▶ [What to do]
Return each entry precisely as it appears below.

▶ [Information given]
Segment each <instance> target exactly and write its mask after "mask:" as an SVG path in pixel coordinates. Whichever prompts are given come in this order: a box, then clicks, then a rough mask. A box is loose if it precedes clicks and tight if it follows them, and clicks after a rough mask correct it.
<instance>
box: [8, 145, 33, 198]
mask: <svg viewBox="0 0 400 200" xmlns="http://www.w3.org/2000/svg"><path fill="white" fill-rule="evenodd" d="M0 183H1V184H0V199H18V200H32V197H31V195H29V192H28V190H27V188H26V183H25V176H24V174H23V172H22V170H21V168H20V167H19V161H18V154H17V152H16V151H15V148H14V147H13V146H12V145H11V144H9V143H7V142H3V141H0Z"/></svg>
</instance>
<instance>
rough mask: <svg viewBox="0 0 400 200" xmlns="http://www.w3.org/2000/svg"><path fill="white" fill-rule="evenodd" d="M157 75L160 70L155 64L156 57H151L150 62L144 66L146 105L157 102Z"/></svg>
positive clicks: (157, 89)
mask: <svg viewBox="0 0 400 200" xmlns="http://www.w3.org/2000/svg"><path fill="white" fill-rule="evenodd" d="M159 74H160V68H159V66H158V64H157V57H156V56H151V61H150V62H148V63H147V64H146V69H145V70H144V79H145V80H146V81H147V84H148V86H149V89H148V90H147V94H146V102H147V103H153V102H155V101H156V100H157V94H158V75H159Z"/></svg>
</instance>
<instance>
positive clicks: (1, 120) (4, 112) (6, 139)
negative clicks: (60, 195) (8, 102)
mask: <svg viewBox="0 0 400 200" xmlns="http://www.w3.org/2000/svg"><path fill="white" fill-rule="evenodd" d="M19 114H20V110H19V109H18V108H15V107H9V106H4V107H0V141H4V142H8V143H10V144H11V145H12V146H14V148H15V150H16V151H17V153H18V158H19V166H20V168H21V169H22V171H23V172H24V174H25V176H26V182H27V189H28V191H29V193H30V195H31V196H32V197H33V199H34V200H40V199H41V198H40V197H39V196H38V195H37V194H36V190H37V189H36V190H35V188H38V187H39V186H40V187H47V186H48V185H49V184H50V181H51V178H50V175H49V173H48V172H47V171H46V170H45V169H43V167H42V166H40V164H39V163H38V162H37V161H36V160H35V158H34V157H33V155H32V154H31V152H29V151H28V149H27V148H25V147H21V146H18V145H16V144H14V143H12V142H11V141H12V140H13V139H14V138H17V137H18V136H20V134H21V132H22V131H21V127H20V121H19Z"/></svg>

▶ [Exercise answer]
Segment each <instance> target exactly and write its mask after "mask:" as an SVG path in pixel coordinates. Whichever prompts are given come in this order: a box, then clicks, then a rough mask. A box is loose if it precedes clicks and tight if it follows them, and clicks after a rough mask correct it.
<instance>
box: [8, 145, 33, 198]
mask: <svg viewBox="0 0 400 200" xmlns="http://www.w3.org/2000/svg"><path fill="white" fill-rule="evenodd" d="M0 183H1V184H0V199H18V200H32V197H31V195H29V192H28V190H27V188H26V183H25V176H24V174H23V172H22V170H21V168H20V167H19V161H18V154H17V152H16V151H15V148H14V147H13V146H12V145H11V144H9V143H7V142H3V141H0Z"/></svg>
</instance>
<instance>
rough mask: <svg viewBox="0 0 400 200" xmlns="http://www.w3.org/2000/svg"><path fill="white" fill-rule="evenodd" d="M157 75L160 70L155 64L156 57H151L150 62L144 66L146 105L157 102Z"/></svg>
positive clicks: (157, 89)
mask: <svg viewBox="0 0 400 200" xmlns="http://www.w3.org/2000/svg"><path fill="white" fill-rule="evenodd" d="M159 74H160V68H159V66H158V64H157V57H156V56H151V61H150V62H148V63H147V64H146V69H145V70H144V79H145V80H146V81H147V84H148V86H149V89H148V90H147V94H146V102H147V103H153V102H155V101H156V100H157V94H158V75H159Z"/></svg>
</instance>
<instance>
positive clicks: (1, 120) (4, 112) (6, 139)
negative clicks: (60, 195) (8, 102)
mask: <svg viewBox="0 0 400 200" xmlns="http://www.w3.org/2000/svg"><path fill="white" fill-rule="evenodd" d="M19 114H20V110H19V109H18V108H15V107H9V106H4V107H0V141H4V142H8V143H10V144H11V145H12V146H14V148H15V150H16V151H17V153H18V158H19V166H20V168H21V169H22V171H23V172H24V174H25V176H26V182H27V189H28V191H29V193H30V195H31V196H32V197H33V199H34V200H40V199H41V198H40V197H39V196H38V195H37V194H36V190H37V189H36V190H35V188H38V187H39V186H40V187H47V186H48V185H49V184H50V181H51V178H50V175H49V173H48V172H47V171H46V170H45V169H43V167H42V166H40V164H39V163H38V162H37V161H36V160H35V158H34V157H33V155H32V154H31V152H29V151H28V149H27V148H25V147H21V146H18V145H16V144H14V143H12V142H11V141H12V140H13V139H14V138H17V137H18V136H20V134H21V132H22V131H21V127H20V121H19Z"/></svg>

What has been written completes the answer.